=== Begin Enclosure ===

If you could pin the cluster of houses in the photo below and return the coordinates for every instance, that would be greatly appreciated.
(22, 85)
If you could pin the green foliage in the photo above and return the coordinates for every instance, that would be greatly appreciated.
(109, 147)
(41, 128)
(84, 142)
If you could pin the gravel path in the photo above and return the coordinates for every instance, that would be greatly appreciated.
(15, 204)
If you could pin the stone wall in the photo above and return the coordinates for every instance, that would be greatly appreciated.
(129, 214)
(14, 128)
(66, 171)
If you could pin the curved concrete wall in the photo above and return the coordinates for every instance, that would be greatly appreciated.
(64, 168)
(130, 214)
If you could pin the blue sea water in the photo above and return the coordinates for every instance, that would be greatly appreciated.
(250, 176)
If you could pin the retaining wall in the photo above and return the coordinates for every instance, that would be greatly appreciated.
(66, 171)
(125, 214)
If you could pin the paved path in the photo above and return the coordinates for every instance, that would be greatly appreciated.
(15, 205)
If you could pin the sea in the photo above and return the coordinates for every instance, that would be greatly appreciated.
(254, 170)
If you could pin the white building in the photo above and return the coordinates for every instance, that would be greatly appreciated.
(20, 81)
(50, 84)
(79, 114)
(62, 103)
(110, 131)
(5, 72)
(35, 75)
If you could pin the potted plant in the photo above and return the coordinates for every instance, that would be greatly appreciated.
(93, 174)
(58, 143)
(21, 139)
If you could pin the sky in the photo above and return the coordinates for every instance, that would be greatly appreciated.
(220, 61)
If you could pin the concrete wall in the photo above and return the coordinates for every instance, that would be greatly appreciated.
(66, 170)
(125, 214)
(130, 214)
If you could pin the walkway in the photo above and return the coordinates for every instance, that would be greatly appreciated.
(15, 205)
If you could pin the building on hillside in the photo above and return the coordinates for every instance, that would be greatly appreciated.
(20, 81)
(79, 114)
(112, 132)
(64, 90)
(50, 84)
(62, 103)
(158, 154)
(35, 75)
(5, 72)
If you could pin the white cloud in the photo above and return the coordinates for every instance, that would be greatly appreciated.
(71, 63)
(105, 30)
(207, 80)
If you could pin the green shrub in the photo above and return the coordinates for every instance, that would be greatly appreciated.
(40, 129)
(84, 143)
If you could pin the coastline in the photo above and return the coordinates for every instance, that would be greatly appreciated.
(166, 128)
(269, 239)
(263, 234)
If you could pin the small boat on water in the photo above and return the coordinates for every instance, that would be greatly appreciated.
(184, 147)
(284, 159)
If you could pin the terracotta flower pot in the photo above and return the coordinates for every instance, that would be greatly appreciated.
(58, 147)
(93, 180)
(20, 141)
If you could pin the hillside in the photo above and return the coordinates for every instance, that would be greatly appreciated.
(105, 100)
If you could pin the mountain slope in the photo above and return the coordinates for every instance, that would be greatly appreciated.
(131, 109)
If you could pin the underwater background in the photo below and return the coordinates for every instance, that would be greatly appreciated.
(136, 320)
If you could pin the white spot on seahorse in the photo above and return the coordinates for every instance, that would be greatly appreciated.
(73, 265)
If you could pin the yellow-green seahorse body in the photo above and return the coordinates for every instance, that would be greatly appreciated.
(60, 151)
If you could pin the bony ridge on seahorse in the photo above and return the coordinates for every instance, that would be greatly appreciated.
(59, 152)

=== End Enclosure ===

**WHAT YOU HAVE TO DO**
The entries above are to be retyped exactly, with nothing left out.

**TASK RESPONSE**
If you could pin the cluster of houses in the photo below and return the coordinates for every instance, that would be greatly appreciated.
(22, 85)
If you could pin the green foliage in the photo above and return the coordinates for every instance, that would be greatly appreciated.
(109, 147)
(41, 128)
(84, 142)
If you could pin the gravel path in the photo above and return the coordinates for every instance, that would be greatly appreciated.
(15, 204)
If you could pin the stone wall in the photo above and return the coordinates for every instance, that would be greatly appreciated.
(129, 214)
(14, 128)
(66, 171)
If you could pin the curved concrete wall in the photo above and return the coordinates for every instance, that would be greatly appreciated.
(64, 168)
(130, 214)
If you could pin the blue sea water in the photo above and return the coordinates for every instance, that would be greatly appreciated.
(250, 176)
If you could pin the retaining wall in the photo above and return the coordinates for every instance, that would be greatly appreciated.
(66, 171)
(125, 214)
If you could pin the paved path in the photo above and return the coordinates for every instance, that would be greatly appreciated.
(15, 205)
If you could pin the sea in the photo above and return the coordinates for every instance, that would be greatly appreciated.
(254, 170)
If you could pin the white building in the photo above and return the coordinates for every instance, that would be greatly appreciated.
(20, 81)
(50, 84)
(79, 114)
(62, 103)
(110, 131)
(5, 72)
(35, 75)
If you could pin the potted plant in the photo above and return the coordinates for every instance, that would be greatly appreciated.
(93, 174)
(58, 143)
(21, 139)
If you could pin the sky in the photo above and return the coordinates for every instance, that would be greatly appreciated.
(220, 61)
If you could pin the concrete wall in the photo above and return the coordinates for every instance, that would be greatly appreciated.
(66, 170)
(125, 214)
(130, 214)
If you could pin the walkway in the photo above and return the coordinates for every instance, that would be greatly appreciated.
(15, 205)
If you could pin the building on hillside in the photo above and return the coordinates for every instance, that would be greatly appreciated.
(20, 81)
(79, 114)
(112, 132)
(64, 90)
(50, 84)
(62, 103)
(158, 154)
(35, 75)
(5, 72)
If you could pin the white cloud in the photo above and return the coordinates for every instance, that would be greatly appreciated.
(71, 63)
(105, 30)
(207, 80)
If you could pin the green shrub in the photo above and return the coordinates for every instance, that would be greatly appreciated.
(40, 129)
(84, 143)
If you could pin the coastline in the photo above and return the coordinates for every instance, that would be greatly appreciated.
(166, 128)
(269, 239)
(263, 234)
If you could pin the small boat on water in the photo above and return the coordinates for every instance, that would be greatly appreciated.
(184, 147)
(284, 159)
If you could pin the terracotta flower pot in the photo above and return the coordinates for every instance, that would be greatly appreciated.
(58, 147)
(93, 180)
(20, 141)
If you could pin the hillside in the photo above and return the coordinates for every instance, that would be greatly appreciated.
(105, 100)
If you could pin the mountain slope in the photo above and return the coordinates for every instance, that would be greatly appreciated.
(131, 109)
If you could pin the underwater background in the photo below and return the coordinates for every instance, that would be greatly appreciated.
(136, 320)
If you could pin the white spot on seahorse in the photo above and return the coordinates for every instance, that would be greatly appreciated.
(73, 265)
If you could pin the yellow-green seahorse body in the photo above and return the coordinates for every instance, that would be greatly appreciated.
(60, 151)
If you could pin the bony ridge on seahorse in the photo above and return the coordinates for every instance, that would be greatly appreciated.
(59, 152)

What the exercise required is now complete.